ABOUT THIS EXERCISE: Go over the data and copy out each line with "flat" in it.

SOURCE MATERIAL:
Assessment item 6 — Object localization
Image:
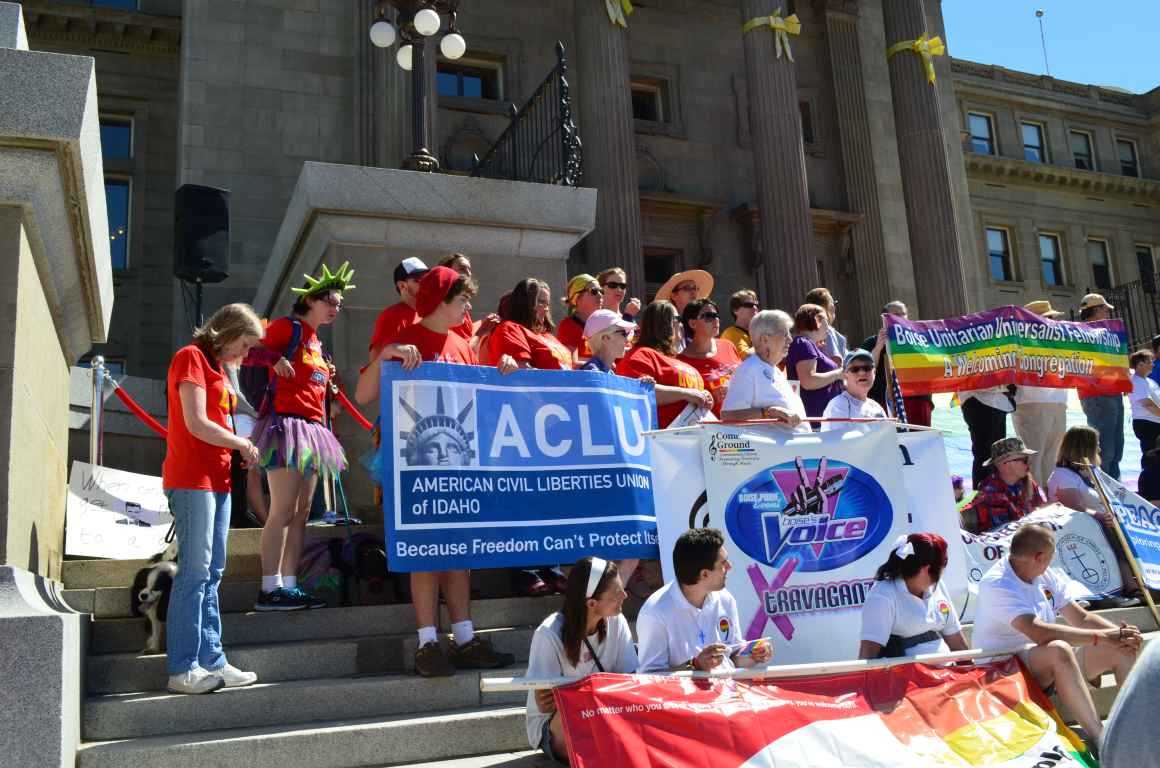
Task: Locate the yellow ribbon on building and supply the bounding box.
[886,33,946,85]
[741,8,802,62]
[605,0,634,28]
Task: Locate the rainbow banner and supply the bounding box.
[556,660,1096,767]
[886,305,1130,396]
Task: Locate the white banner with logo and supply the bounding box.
[959,504,1123,621]
[1100,470,1160,589]
[64,461,173,560]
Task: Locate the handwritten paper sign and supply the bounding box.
[64,461,173,560]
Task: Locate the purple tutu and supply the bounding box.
[252,412,347,478]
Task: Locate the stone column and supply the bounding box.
[739,1,817,311]
[823,1,891,332]
[354,3,407,168]
[574,0,644,293]
[881,0,968,317]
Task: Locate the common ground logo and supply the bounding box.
[724,456,892,572]
[707,431,757,466]
[396,384,478,467]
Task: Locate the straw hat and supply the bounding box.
[1079,293,1114,312]
[1024,300,1064,319]
[655,269,714,303]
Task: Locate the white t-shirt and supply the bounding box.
[821,391,887,432]
[524,612,639,748]
[1130,373,1160,424]
[1047,466,1102,512]
[971,558,1085,651]
[720,354,811,433]
[1016,385,1069,405]
[860,578,962,657]
[959,386,1015,413]
[636,582,742,672]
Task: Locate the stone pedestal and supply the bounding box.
[739,1,817,312]
[881,0,968,318]
[573,0,644,293]
[253,162,596,511]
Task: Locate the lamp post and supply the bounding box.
[369,1,466,172]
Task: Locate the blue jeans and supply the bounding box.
[1081,395,1124,480]
[166,489,231,676]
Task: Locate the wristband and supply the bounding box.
[1092,632,1099,646]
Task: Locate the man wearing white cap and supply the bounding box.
[367,257,429,360]
[1076,293,1124,479]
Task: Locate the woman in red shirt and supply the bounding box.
[616,301,714,428]
[678,298,741,418]
[490,278,574,371]
[163,303,263,695]
[356,267,517,678]
[254,263,354,612]
[555,273,604,364]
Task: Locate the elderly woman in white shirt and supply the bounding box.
[721,309,809,432]
[859,533,967,659]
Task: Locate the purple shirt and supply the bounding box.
[787,336,841,418]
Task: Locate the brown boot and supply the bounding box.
[414,641,455,677]
[449,636,515,670]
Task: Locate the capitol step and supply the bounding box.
[76,705,528,768]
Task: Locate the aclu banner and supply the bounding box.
[700,424,911,665]
[1098,470,1160,589]
[380,363,659,572]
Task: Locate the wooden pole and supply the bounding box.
[1083,460,1160,628]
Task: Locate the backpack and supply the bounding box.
[253,317,306,419]
[297,532,403,606]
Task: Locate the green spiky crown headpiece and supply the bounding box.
[291,261,357,298]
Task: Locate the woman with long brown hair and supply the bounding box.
[524,557,636,763]
[615,301,712,428]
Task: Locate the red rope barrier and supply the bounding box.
[110,385,168,438]
[335,387,373,431]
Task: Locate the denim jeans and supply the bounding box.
[166,489,231,676]
[1081,395,1124,480]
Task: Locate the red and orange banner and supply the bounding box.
[886,306,1130,397]
[556,659,1095,767]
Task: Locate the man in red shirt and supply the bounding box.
[368,257,428,360]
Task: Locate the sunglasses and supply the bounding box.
[584,287,603,297]
[698,312,720,321]
[603,281,628,290]
[740,302,760,310]
[846,365,873,373]
[675,283,699,293]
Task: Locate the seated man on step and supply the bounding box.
[972,524,1142,743]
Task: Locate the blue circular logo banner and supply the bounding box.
[723,458,893,572]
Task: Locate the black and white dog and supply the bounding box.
[130,542,177,653]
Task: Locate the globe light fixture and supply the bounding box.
[396,44,413,70]
[369,19,397,48]
[413,7,441,36]
[440,31,466,60]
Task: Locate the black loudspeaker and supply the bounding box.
[174,184,230,283]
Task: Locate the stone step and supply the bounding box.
[85,669,528,741]
[88,595,563,655]
[89,626,537,695]
[387,753,544,768]
[77,705,528,768]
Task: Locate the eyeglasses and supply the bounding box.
[740,302,760,310]
[846,365,873,374]
[321,296,343,309]
[698,312,720,322]
[675,283,699,293]
[603,281,628,291]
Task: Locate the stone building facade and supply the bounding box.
[20,0,1160,377]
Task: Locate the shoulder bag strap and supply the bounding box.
[582,636,606,673]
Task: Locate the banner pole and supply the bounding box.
[1084,460,1160,628]
[881,315,895,420]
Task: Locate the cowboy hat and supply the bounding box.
[982,436,1037,467]
[1024,300,1064,319]
[1079,293,1114,312]
[655,269,714,303]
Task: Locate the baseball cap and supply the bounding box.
[393,257,429,285]
[842,348,874,369]
[583,309,635,340]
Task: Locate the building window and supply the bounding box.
[436,59,502,101]
[799,101,814,144]
[985,227,1013,282]
[967,112,995,155]
[1117,139,1139,177]
[1021,122,1047,163]
[1138,245,1155,289]
[631,80,669,124]
[643,248,680,302]
[90,0,139,8]
[1039,233,1064,287]
[100,118,133,270]
[1087,239,1111,290]
[1070,130,1094,171]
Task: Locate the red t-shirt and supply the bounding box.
[390,322,477,365]
[162,345,236,491]
[556,314,591,360]
[616,346,706,428]
[679,339,742,417]
[490,321,573,370]
[369,301,420,353]
[261,317,329,423]
[451,311,475,341]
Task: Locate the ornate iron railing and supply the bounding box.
[1099,277,1160,350]
[471,42,582,186]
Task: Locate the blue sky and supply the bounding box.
[942,2,1159,94]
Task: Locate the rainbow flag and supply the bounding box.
[886,306,1130,397]
[556,659,1096,767]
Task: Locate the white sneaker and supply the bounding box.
[167,668,224,695]
[212,663,258,688]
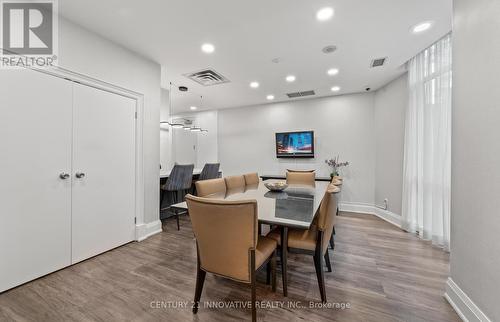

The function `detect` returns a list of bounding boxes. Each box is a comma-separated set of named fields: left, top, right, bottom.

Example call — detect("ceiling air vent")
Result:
left=184, top=68, right=230, bottom=86
left=370, top=57, right=387, bottom=68
left=286, top=90, right=316, bottom=98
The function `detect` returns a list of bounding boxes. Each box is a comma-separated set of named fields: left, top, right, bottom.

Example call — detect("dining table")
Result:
left=159, top=168, right=223, bottom=180
left=169, top=179, right=331, bottom=297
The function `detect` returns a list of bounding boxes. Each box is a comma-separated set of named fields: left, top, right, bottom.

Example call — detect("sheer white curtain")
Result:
left=402, top=34, right=452, bottom=250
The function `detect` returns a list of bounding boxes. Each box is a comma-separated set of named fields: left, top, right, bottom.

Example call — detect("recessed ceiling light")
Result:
left=316, top=7, right=334, bottom=21
left=190, top=106, right=197, bottom=110
left=201, top=43, right=215, bottom=53
left=327, top=68, right=339, bottom=76
left=286, top=75, right=296, bottom=82
left=250, top=81, right=259, bottom=88
left=266, top=95, right=275, bottom=100
left=331, top=86, right=341, bottom=92
left=412, top=21, right=433, bottom=34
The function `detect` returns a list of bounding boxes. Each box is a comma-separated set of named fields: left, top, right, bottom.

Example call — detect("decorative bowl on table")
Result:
left=264, top=181, right=288, bottom=192
left=264, top=191, right=288, bottom=199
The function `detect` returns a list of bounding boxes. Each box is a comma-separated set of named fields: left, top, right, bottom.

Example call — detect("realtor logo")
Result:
left=1, top=0, right=58, bottom=68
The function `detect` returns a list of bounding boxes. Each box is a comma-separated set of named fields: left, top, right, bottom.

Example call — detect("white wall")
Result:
left=172, top=126, right=197, bottom=165
left=374, top=74, right=407, bottom=215
left=160, top=89, right=172, bottom=172
left=447, top=0, right=500, bottom=321
left=58, top=18, right=161, bottom=224
left=218, top=93, right=376, bottom=205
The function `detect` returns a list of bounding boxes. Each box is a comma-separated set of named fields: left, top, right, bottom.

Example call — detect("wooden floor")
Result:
left=0, top=212, right=460, bottom=322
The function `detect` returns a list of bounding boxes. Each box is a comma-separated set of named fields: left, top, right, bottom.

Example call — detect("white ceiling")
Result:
left=59, top=0, right=452, bottom=114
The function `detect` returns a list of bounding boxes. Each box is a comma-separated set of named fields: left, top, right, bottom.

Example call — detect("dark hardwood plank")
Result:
left=0, top=212, right=460, bottom=322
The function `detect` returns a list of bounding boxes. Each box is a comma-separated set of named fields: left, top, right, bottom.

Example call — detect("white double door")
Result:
left=0, top=69, right=136, bottom=292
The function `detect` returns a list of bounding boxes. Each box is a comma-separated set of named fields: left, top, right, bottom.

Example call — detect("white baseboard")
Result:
left=339, top=202, right=402, bottom=227
left=445, top=278, right=491, bottom=322
left=135, top=220, right=163, bottom=242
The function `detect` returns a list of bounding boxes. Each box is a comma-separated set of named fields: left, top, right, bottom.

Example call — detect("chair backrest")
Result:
left=316, top=185, right=339, bottom=254
left=199, top=163, right=220, bottom=181
left=286, top=171, right=316, bottom=186
left=196, top=178, right=227, bottom=197
left=330, top=178, right=342, bottom=187
left=186, top=195, right=258, bottom=283
left=225, top=175, right=246, bottom=190
left=287, top=169, right=315, bottom=173
left=164, top=164, right=194, bottom=191
left=243, top=172, right=259, bottom=185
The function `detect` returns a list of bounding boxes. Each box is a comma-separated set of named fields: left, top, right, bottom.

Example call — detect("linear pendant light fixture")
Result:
left=159, top=83, right=208, bottom=133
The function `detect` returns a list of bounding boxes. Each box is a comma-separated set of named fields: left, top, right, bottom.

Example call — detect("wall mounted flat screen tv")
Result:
left=275, top=131, right=314, bottom=158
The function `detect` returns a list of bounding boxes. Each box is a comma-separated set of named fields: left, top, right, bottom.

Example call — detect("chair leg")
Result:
left=174, top=191, right=180, bottom=230
left=160, top=189, right=165, bottom=207
left=329, top=234, right=335, bottom=250
left=314, top=231, right=327, bottom=302
left=313, top=254, right=327, bottom=302
left=250, top=250, right=257, bottom=322
left=280, top=227, right=288, bottom=297
left=193, top=266, right=206, bottom=314
left=266, top=261, right=271, bottom=285
left=324, top=249, right=332, bottom=273
left=271, top=250, right=277, bottom=292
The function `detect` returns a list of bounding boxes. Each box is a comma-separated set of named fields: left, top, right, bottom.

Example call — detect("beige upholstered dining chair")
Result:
left=267, top=184, right=339, bottom=302
left=330, top=176, right=343, bottom=186
left=225, top=175, right=246, bottom=189
left=243, top=173, right=260, bottom=185
left=328, top=179, right=342, bottom=249
left=195, top=178, right=227, bottom=197
left=286, top=171, right=316, bottom=186
left=332, top=180, right=342, bottom=185
left=186, top=195, right=277, bottom=322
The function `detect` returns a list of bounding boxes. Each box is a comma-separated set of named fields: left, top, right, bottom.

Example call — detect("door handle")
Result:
left=75, top=172, right=86, bottom=179
left=59, top=173, right=70, bottom=180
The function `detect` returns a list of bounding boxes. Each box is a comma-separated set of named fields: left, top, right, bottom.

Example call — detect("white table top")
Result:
left=160, top=168, right=203, bottom=179
left=170, top=180, right=331, bottom=229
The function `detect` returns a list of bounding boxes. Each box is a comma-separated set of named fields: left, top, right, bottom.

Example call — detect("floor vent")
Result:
left=184, top=68, right=230, bottom=86
left=286, top=90, right=316, bottom=98
left=370, top=57, right=387, bottom=68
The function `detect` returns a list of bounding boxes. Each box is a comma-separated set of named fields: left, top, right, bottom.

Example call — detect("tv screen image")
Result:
left=275, top=131, right=314, bottom=158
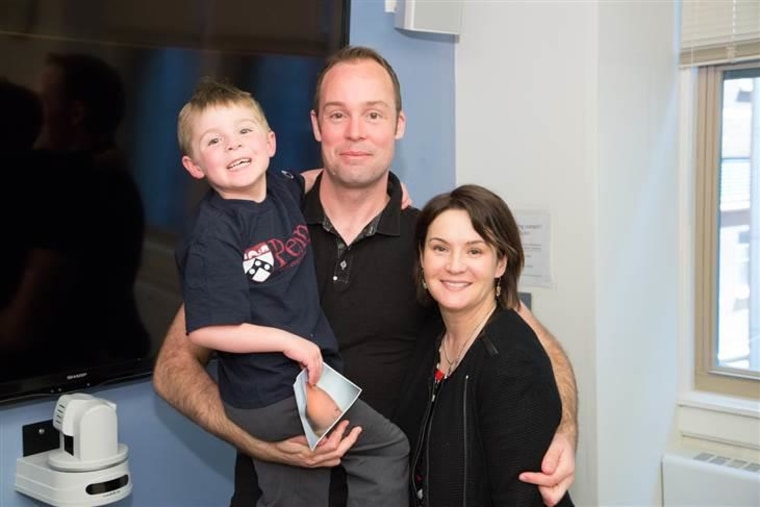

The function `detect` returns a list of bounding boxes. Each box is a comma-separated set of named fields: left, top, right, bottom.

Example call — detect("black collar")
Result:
left=302, top=171, right=404, bottom=237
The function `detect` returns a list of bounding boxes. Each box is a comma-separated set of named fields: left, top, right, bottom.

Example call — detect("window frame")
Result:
left=694, top=61, right=760, bottom=400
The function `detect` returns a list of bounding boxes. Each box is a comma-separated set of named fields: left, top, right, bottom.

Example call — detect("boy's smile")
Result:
left=228, top=157, right=252, bottom=170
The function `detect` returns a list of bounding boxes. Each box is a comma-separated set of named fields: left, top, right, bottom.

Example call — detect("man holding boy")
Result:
left=173, top=77, right=409, bottom=506
left=154, top=46, right=577, bottom=507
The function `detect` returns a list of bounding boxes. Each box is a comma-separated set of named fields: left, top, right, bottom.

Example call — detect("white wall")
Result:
left=456, top=2, right=680, bottom=505
left=596, top=2, right=680, bottom=504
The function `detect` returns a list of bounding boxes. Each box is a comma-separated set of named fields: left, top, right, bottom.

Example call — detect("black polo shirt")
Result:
left=302, top=172, right=435, bottom=419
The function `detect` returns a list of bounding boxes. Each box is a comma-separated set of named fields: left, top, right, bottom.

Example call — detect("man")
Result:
left=154, top=46, right=577, bottom=507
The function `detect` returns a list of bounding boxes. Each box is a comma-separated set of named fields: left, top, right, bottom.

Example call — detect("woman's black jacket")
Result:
left=394, top=308, right=573, bottom=507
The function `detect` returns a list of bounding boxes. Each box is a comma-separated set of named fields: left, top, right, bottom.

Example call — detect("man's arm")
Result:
left=516, top=302, right=578, bottom=506
left=516, top=303, right=578, bottom=447
left=152, top=305, right=360, bottom=466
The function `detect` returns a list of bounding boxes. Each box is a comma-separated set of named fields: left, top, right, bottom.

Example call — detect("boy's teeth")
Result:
left=229, top=158, right=251, bottom=169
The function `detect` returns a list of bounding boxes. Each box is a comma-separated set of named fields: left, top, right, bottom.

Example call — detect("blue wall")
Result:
left=0, top=2, right=455, bottom=506
left=349, top=2, right=457, bottom=205
left=1, top=380, right=234, bottom=507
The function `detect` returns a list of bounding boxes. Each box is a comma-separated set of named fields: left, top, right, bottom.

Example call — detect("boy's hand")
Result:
left=518, top=432, right=575, bottom=506
left=282, top=335, right=323, bottom=385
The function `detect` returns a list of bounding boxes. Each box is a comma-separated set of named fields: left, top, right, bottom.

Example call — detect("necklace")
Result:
left=440, top=306, right=495, bottom=378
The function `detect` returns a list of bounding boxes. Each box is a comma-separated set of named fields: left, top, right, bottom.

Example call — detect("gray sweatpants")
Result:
left=225, top=396, right=409, bottom=507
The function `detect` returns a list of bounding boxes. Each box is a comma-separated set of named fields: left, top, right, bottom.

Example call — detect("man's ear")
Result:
left=310, top=110, right=322, bottom=142
left=394, top=110, right=406, bottom=140
left=181, top=155, right=205, bottom=180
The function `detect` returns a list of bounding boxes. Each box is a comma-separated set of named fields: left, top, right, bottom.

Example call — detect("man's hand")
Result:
left=518, top=432, right=575, bottom=506
left=400, top=182, right=412, bottom=209
left=267, top=420, right=362, bottom=468
left=300, top=168, right=323, bottom=193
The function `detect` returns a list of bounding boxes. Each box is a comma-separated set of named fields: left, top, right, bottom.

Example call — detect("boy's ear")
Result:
left=267, top=130, right=277, bottom=157
left=182, top=155, right=205, bottom=180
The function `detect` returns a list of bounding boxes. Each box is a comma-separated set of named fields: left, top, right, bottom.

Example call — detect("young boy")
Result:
left=175, top=77, right=409, bottom=506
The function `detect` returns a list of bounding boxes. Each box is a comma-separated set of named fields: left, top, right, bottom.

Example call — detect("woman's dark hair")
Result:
left=414, top=184, right=524, bottom=309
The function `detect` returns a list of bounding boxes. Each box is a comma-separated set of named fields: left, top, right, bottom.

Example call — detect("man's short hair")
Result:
left=312, top=46, right=402, bottom=117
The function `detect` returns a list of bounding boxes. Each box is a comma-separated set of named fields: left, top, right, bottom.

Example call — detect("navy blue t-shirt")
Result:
left=176, top=170, right=342, bottom=409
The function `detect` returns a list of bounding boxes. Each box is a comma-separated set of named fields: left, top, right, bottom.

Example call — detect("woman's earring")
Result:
left=422, top=278, right=428, bottom=290
left=495, top=279, right=502, bottom=298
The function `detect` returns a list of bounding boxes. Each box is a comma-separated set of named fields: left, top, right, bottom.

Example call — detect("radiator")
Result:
left=662, top=449, right=760, bottom=506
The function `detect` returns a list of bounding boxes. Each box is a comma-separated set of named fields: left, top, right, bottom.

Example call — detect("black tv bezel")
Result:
left=0, top=360, right=155, bottom=407
left=0, top=0, right=350, bottom=407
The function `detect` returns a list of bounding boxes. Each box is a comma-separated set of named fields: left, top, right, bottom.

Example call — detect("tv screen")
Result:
left=0, top=0, right=349, bottom=404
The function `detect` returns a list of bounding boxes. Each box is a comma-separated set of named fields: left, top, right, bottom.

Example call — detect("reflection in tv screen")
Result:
left=0, top=0, right=346, bottom=403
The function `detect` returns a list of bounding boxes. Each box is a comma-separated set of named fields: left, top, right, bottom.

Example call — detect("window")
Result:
left=682, top=0, right=760, bottom=400
left=694, top=62, right=760, bottom=398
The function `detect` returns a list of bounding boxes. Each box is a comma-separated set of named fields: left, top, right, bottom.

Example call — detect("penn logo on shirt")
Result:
left=243, top=243, right=274, bottom=282
left=242, top=225, right=311, bottom=283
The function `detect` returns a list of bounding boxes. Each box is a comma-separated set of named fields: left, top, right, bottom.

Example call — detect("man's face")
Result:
left=311, top=59, right=406, bottom=190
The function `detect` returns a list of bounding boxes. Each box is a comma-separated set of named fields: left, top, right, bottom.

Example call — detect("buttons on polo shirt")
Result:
left=333, top=251, right=352, bottom=284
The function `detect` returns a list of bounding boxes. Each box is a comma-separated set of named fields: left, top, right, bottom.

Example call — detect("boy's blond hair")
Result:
left=177, top=77, right=270, bottom=157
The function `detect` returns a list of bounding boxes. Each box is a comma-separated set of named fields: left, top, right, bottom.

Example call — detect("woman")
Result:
left=396, top=184, right=573, bottom=506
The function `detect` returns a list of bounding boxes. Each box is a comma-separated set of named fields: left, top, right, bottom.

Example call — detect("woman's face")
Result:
left=420, top=209, right=506, bottom=315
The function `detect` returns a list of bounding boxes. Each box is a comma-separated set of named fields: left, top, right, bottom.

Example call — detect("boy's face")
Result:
left=182, top=103, right=275, bottom=201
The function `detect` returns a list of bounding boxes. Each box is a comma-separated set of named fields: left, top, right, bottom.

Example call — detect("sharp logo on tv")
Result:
left=66, top=372, right=89, bottom=381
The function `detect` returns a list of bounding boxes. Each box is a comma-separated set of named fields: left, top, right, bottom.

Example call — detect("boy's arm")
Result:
left=188, top=323, right=324, bottom=386
left=515, top=303, right=577, bottom=506
left=153, top=306, right=361, bottom=465
left=153, top=309, right=259, bottom=452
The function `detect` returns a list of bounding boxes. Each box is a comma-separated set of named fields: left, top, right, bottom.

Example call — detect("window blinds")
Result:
left=680, top=0, right=760, bottom=67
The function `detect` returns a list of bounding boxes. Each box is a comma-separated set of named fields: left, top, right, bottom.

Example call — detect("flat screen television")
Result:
left=0, top=0, right=349, bottom=405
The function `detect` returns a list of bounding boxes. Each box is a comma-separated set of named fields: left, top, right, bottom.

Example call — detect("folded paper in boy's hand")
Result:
left=293, top=364, right=362, bottom=449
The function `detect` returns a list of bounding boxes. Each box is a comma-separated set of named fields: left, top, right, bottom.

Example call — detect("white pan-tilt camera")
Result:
left=15, top=393, right=132, bottom=506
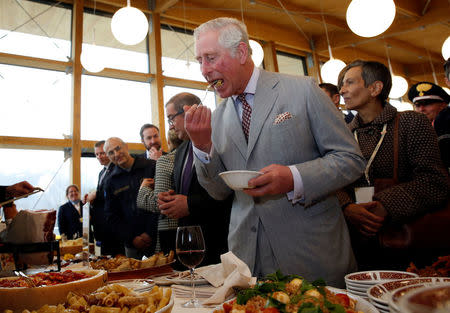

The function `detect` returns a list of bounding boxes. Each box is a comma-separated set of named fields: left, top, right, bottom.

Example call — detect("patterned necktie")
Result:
left=239, top=93, right=252, bottom=141
left=180, top=143, right=194, bottom=195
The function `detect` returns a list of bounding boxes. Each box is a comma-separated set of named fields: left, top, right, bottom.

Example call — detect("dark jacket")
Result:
left=104, top=157, right=158, bottom=249
left=174, top=140, right=232, bottom=266
left=57, top=201, right=83, bottom=240
left=434, top=106, right=450, bottom=168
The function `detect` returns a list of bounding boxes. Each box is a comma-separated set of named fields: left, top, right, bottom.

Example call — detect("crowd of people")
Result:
left=1, top=17, right=449, bottom=287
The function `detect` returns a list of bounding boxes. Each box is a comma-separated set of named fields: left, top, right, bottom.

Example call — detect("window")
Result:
left=277, top=51, right=307, bottom=76
left=0, top=149, right=70, bottom=212
left=0, top=0, right=71, bottom=61
left=81, top=75, right=152, bottom=142
left=0, top=64, right=71, bottom=138
left=82, top=10, right=149, bottom=73
left=161, top=26, right=205, bottom=82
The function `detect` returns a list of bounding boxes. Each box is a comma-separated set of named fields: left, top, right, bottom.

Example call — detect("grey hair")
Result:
left=194, top=17, right=252, bottom=58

RESPONSE:
Example call — detect("wall mounted flat screen tv")
Example call — detect("flat screen television")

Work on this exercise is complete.